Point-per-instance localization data
▼

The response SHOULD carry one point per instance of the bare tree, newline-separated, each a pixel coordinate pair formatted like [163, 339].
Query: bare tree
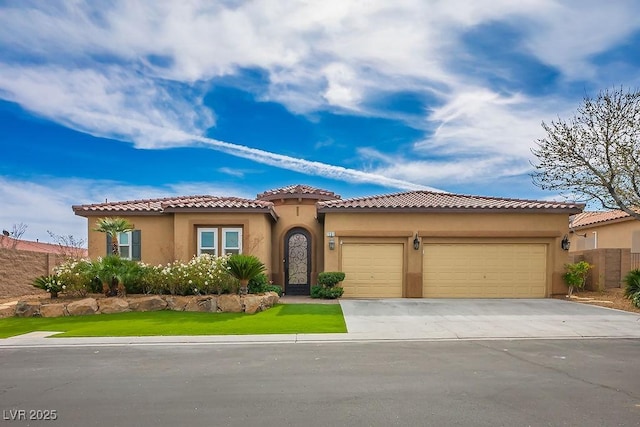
[595, 155]
[69, 246]
[10, 239]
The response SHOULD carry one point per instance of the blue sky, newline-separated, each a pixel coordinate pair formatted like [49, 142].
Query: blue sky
[124, 100]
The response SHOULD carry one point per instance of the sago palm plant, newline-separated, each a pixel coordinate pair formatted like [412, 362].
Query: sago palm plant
[632, 289]
[244, 268]
[113, 226]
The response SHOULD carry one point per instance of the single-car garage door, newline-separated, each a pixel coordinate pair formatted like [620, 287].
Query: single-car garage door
[372, 270]
[489, 270]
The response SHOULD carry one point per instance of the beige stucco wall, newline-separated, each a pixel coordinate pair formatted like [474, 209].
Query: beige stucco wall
[293, 213]
[18, 269]
[166, 238]
[256, 234]
[157, 237]
[609, 236]
[449, 227]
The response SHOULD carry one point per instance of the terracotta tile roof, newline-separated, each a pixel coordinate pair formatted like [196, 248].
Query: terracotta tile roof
[298, 191]
[590, 218]
[172, 204]
[31, 246]
[432, 201]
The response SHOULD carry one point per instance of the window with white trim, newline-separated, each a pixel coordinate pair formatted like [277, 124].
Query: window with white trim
[231, 241]
[208, 241]
[124, 245]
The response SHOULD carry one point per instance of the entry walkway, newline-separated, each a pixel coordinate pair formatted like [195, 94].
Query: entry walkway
[485, 318]
[410, 319]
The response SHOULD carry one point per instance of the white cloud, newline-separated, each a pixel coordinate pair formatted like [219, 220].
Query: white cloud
[138, 71]
[45, 203]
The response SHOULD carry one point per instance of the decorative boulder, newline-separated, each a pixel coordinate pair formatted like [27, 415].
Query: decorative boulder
[151, 303]
[82, 307]
[27, 309]
[53, 310]
[113, 305]
[177, 303]
[252, 304]
[229, 304]
[272, 298]
[203, 304]
[8, 309]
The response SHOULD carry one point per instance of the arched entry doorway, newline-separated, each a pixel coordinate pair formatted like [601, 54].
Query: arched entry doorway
[297, 262]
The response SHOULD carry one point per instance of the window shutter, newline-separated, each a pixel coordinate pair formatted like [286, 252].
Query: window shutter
[136, 245]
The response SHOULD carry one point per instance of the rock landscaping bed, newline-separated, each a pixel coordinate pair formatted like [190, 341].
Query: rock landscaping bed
[611, 298]
[229, 303]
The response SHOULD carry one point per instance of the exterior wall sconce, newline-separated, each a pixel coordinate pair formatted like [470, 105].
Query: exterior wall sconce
[332, 241]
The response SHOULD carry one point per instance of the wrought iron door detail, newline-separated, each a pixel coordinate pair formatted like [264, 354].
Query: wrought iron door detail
[297, 268]
[298, 257]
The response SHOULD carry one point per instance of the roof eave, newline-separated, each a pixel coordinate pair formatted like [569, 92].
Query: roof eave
[86, 213]
[254, 210]
[568, 211]
[601, 223]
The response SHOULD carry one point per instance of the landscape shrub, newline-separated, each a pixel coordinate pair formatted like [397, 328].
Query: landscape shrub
[330, 279]
[260, 284]
[632, 288]
[204, 274]
[319, 291]
[244, 268]
[76, 276]
[327, 285]
[50, 284]
[576, 275]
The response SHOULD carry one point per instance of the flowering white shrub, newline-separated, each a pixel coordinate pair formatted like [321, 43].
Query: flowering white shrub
[203, 274]
[76, 276]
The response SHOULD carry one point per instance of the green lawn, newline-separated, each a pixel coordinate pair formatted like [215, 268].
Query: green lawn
[281, 319]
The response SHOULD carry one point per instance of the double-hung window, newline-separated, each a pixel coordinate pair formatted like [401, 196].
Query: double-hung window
[231, 241]
[124, 245]
[219, 240]
[208, 241]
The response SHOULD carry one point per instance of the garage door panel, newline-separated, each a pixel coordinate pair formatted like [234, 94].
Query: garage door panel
[481, 270]
[372, 270]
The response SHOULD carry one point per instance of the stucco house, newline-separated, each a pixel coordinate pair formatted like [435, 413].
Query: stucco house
[604, 230]
[412, 244]
[610, 241]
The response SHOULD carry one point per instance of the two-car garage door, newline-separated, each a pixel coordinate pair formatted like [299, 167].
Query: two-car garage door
[372, 270]
[450, 270]
[482, 270]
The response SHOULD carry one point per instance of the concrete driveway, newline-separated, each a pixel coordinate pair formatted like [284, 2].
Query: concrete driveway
[484, 318]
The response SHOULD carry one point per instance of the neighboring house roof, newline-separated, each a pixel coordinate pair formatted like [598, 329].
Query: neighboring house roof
[31, 246]
[428, 201]
[586, 219]
[298, 192]
[175, 204]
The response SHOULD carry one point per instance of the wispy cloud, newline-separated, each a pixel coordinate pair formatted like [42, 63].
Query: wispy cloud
[25, 201]
[139, 72]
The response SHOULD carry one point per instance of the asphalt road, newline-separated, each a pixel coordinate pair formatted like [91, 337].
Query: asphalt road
[466, 383]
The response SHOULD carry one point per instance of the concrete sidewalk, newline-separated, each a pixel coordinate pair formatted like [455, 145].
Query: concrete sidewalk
[411, 319]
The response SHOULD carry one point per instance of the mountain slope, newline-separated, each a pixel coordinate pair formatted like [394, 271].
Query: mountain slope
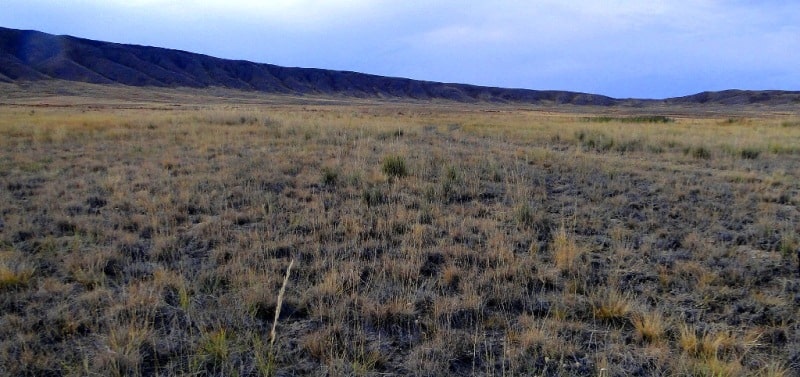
[31, 55]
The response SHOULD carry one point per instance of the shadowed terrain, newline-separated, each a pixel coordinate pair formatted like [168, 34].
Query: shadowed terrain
[30, 55]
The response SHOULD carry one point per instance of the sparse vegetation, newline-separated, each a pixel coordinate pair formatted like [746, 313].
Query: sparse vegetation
[426, 239]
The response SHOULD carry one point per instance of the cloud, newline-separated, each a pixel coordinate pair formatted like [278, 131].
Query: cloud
[617, 47]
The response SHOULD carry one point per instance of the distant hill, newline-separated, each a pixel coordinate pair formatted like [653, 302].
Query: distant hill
[27, 55]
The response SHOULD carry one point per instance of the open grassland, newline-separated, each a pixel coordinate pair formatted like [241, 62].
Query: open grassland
[426, 241]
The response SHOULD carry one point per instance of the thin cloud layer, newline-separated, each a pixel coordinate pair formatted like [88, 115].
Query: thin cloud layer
[619, 48]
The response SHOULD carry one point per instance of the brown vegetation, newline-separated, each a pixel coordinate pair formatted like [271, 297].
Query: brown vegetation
[426, 239]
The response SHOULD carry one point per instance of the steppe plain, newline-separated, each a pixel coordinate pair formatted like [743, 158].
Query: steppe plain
[149, 232]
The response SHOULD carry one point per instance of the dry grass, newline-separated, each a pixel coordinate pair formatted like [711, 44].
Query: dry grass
[427, 239]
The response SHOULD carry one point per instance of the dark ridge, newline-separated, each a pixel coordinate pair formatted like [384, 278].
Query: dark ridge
[27, 55]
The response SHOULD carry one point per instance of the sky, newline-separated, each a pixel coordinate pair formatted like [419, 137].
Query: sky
[619, 48]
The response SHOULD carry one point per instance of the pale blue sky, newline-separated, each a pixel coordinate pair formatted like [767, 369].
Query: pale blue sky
[620, 48]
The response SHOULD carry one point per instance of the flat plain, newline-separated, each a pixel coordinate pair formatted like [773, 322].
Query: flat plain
[149, 232]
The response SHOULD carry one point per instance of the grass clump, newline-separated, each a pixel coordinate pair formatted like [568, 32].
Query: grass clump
[394, 166]
[650, 327]
[633, 119]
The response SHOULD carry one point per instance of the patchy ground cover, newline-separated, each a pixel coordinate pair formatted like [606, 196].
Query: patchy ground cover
[426, 240]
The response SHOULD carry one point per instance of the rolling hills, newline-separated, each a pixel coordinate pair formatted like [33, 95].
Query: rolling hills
[27, 55]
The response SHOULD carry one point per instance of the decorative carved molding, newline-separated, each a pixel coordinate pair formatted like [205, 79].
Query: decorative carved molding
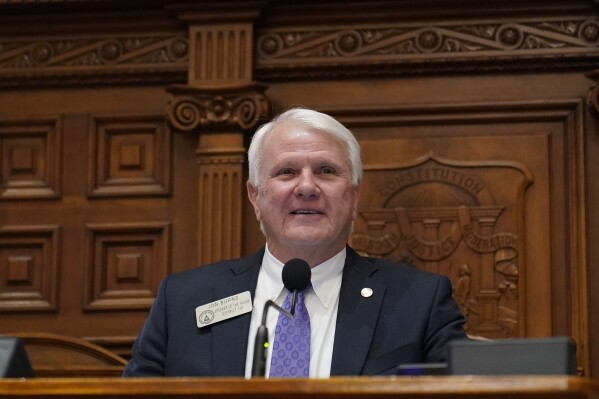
[29, 257]
[593, 94]
[217, 108]
[30, 150]
[129, 156]
[417, 46]
[126, 264]
[100, 59]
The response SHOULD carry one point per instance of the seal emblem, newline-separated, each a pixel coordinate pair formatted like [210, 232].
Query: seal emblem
[206, 317]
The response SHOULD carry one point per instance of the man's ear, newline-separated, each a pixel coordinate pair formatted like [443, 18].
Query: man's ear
[252, 194]
[356, 200]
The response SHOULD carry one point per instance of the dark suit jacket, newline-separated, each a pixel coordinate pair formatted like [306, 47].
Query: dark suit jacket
[410, 318]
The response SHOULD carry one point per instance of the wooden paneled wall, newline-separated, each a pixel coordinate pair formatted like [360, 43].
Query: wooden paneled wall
[124, 126]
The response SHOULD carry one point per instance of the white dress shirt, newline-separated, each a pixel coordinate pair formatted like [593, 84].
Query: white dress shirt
[322, 302]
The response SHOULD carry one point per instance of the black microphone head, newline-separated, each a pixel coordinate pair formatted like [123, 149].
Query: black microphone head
[296, 274]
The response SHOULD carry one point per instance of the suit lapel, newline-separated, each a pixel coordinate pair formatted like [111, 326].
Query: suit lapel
[230, 337]
[357, 315]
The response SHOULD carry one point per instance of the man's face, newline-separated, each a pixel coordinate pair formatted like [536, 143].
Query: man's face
[305, 200]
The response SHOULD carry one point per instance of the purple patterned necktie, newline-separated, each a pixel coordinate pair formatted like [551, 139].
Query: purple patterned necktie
[291, 350]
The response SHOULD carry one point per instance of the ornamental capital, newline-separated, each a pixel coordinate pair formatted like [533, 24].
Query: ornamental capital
[216, 108]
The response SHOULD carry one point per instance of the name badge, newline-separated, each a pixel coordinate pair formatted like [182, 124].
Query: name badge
[223, 309]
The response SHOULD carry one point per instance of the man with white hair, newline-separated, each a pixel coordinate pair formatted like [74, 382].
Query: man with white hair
[364, 316]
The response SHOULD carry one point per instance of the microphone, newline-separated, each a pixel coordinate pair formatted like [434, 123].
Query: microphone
[296, 276]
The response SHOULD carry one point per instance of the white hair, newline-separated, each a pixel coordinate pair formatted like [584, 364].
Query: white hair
[312, 119]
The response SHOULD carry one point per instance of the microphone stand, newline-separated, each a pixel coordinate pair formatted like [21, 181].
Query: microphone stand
[261, 343]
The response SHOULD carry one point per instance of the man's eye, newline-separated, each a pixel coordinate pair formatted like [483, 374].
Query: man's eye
[285, 172]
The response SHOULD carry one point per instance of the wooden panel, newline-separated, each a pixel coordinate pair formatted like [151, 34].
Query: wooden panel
[453, 190]
[30, 154]
[53, 355]
[129, 156]
[29, 268]
[414, 387]
[126, 264]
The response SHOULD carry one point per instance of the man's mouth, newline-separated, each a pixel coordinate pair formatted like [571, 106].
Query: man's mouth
[306, 212]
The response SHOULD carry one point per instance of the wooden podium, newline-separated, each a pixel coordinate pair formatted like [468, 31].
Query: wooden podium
[517, 387]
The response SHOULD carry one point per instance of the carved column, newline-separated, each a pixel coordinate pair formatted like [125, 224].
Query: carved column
[220, 104]
[593, 94]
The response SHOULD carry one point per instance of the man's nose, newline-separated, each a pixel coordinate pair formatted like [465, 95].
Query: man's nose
[307, 184]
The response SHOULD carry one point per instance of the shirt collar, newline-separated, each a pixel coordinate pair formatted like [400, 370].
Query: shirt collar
[326, 277]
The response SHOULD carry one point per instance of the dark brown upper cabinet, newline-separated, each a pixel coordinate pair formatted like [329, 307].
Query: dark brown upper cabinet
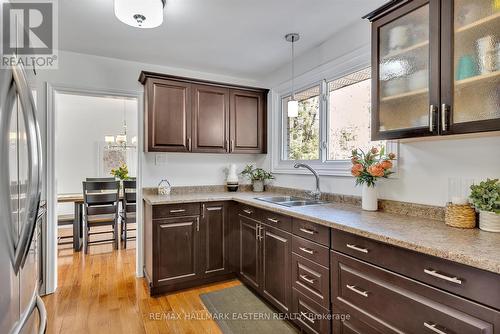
[248, 126]
[187, 115]
[168, 115]
[435, 68]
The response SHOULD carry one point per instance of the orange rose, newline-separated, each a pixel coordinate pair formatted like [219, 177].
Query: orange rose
[376, 170]
[357, 169]
[386, 164]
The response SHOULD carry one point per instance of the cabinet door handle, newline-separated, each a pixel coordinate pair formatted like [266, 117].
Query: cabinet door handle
[304, 314]
[358, 291]
[432, 110]
[305, 230]
[433, 327]
[434, 273]
[444, 116]
[305, 250]
[307, 279]
[356, 248]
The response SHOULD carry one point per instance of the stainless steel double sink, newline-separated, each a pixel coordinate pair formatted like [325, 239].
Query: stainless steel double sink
[290, 201]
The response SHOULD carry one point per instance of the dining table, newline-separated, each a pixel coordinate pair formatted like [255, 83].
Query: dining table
[77, 199]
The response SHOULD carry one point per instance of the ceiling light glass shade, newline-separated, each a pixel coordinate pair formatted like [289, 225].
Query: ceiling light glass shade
[293, 108]
[109, 139]
[140, 13]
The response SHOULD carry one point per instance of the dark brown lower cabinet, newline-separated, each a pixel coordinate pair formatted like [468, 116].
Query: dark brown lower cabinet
[265, 261]
[177, 247]
[214, 239]
[393, 304]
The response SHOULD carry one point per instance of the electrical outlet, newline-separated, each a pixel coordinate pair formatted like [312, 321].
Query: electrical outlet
[160, 159]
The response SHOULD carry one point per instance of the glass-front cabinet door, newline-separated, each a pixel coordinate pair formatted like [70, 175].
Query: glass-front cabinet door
[471, 66]
[406, 58]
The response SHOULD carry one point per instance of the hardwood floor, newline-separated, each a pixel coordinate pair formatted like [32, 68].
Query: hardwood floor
[99, 293]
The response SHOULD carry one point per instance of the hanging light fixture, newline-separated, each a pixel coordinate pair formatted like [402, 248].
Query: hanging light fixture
[293, 104]
[140, 13]
[120, 141]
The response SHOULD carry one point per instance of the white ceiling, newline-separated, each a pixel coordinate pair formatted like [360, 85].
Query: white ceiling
[241, 38]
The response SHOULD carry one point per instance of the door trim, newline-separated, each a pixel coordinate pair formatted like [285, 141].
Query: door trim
[51, 229]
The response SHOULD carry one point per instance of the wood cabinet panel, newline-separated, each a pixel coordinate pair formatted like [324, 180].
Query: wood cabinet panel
[250, 268]
[210, 119]
[168, 116]
[214, 241]
[176, 250]
[247, 122]
[276, 266]
[404, 304]
[472, 283]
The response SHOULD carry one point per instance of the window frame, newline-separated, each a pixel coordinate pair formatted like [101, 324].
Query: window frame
[323, 166]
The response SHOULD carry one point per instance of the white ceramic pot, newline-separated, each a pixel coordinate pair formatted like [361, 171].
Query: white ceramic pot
[369, 200]
[258, 186]
[489, 221]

▲

## ASSIGNMENT
Reproduce the data above word for word from its first line through the line that holds "like [27, 415].", both ends included; skip pictures.

## ANSWER FOR THIS EXERCISE
The response SHOULD carry one point per instance of the bare tree, newline-separated, each a pixel coordinate pair formatted like [163, 339].
Query: bare tree
[595, 155]
[69, 246]
[10, 239]
The response SHOULD carry one point per instance of the blue sky, newline-separated, each a pixel coordinate pair formatted like [49, 142].
Query: blue sky
[124, 100]
The response SHOULD carry one point per instance of the sago palm plant, newline-separated, each a pixel coordinate pair formatted like [412, 362].
Query: sago palm plant
[632, 289]
[244, 268]
[113, 226]
The response SHOULD carry one point per instance of the single-car garage door, newline-separated, each a pixel coordinate pair formatted like [620, 287].
Query: single-car garage door
[372, 270]
[489, 270]
The response SHOULD carry one point per instance of the beige stucco wall, newline-separated, each a pixel coordinate pair formatted like [474, 209].
Query: beige stucco wall
[293, 213]
[18, 269]
[166, 238]
[256, 234]
[157, 237]
[609, 236]
[449, 227]
The response SHOULD carry one point per instance of the terracotta tile roof, newline-separated, each a pixel coordinate pair formatted like [196, 248].
Query: terracotta tile roof
[298, 191]
[590, 218]
[172, 204]
[31, 246]
[432, 201]
The response SHOULD carry one point per instance of the window with white trim, newline-separated, each a pixel coordinate pair formatted like [277, 124].
Query: window with white trim
[231, 241]
[208, 241]
[124, 245]
The response SHOULD carry one point per instance of the entry walkway, newline-separated, each a pixel coordinate pair formatted like [195, 94].
Query: entry walkway
[485, 318]
[410, 319]
The response SHOULD carry one point per instance of the white cloud, newline-separated, each a pixel coordinate pair formatted like [219, 220].
Query: white cloud
[138, 71]
[45, 203]
The response SHOULD carry one point per instance of the decorative boulder, newline-separated, each a pixel coordinate pair formatted like [27, 415].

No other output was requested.